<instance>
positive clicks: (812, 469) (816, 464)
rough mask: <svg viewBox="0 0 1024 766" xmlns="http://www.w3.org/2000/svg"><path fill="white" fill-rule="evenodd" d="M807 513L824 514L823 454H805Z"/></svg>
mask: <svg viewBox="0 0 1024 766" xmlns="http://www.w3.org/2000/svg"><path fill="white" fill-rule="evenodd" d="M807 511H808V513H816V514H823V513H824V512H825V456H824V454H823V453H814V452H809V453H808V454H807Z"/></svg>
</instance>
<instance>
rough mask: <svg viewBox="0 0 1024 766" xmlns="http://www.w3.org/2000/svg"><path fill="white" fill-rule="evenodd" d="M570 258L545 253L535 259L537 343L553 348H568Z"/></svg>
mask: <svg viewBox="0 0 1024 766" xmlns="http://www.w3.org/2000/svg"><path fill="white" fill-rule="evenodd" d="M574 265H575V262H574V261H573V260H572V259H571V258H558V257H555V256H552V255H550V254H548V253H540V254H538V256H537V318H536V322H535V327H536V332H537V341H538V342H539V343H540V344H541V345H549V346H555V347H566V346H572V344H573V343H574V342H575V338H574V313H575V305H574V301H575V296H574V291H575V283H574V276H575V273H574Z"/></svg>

* * *

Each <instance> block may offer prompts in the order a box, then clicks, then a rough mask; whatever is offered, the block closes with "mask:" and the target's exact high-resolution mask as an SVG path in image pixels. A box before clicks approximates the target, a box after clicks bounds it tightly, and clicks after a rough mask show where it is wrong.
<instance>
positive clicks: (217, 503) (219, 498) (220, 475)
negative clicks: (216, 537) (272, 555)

» Exercise directions
Please show every line of the material that contains the word "rough", matching case exactly.

» Output below
rough mask: <svg viewBox="0 0 1024 766" xmlns="http://www.w3.org/2000/svg"><path fill="white" fill-rule="evenodd" d="M807 513L824 514L823 454H805Z"/></svg>
rough mask: <svg viewBox="0 0 1024 766" xmlns="http://www.w3.org/2000/svg"><path fill="white" fill-rule="evenodd" d="M570 258L545 253L535 259L537 343L553 348H568Z"/></svg>
Each <instance> block may offer prompts in the order a box, then clicks, then a rough mask; whatever is offered, the block closes with "mask:" and the target's exact high-resolution mask as an SVG path in image pixels. A box before clicks approximates the target, a box after clicks bounds it tightly, and clicks after a rough mask show where it is wrong.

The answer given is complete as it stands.